> _Problem_: Extract, word for word, the lines from the start of the material through the line holding "Query: pink eye", that line included.

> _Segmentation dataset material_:
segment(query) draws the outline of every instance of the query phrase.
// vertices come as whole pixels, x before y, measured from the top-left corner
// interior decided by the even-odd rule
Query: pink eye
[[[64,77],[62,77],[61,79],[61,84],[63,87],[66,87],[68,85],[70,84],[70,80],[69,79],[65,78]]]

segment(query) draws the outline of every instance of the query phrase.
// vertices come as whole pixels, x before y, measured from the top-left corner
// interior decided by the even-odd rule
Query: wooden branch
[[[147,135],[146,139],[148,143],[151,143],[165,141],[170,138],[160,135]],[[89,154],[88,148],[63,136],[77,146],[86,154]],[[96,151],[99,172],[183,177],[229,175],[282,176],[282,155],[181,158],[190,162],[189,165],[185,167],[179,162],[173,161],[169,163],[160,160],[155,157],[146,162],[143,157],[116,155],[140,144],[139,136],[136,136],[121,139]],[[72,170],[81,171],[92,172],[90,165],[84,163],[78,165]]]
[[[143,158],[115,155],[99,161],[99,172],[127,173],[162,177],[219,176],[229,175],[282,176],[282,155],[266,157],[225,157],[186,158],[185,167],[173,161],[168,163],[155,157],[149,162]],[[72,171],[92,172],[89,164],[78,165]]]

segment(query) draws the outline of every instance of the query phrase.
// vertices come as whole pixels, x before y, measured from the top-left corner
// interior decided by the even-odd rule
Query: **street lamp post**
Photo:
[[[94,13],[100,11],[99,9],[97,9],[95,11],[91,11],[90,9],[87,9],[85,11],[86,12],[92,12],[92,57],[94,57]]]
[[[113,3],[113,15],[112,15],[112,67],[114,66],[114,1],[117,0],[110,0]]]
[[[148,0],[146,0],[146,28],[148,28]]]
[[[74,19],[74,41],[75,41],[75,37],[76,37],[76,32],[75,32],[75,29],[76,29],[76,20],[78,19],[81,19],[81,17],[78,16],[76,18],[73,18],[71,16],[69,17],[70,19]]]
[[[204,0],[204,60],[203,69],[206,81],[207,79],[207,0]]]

> _Response to this exercise_:
segment(query) draws the outline of every instance of the query phrase.
// vertices come as whole pixels, x before y, measured from the top-left corner
// interior decided by the even-odd rule
Query: pink eye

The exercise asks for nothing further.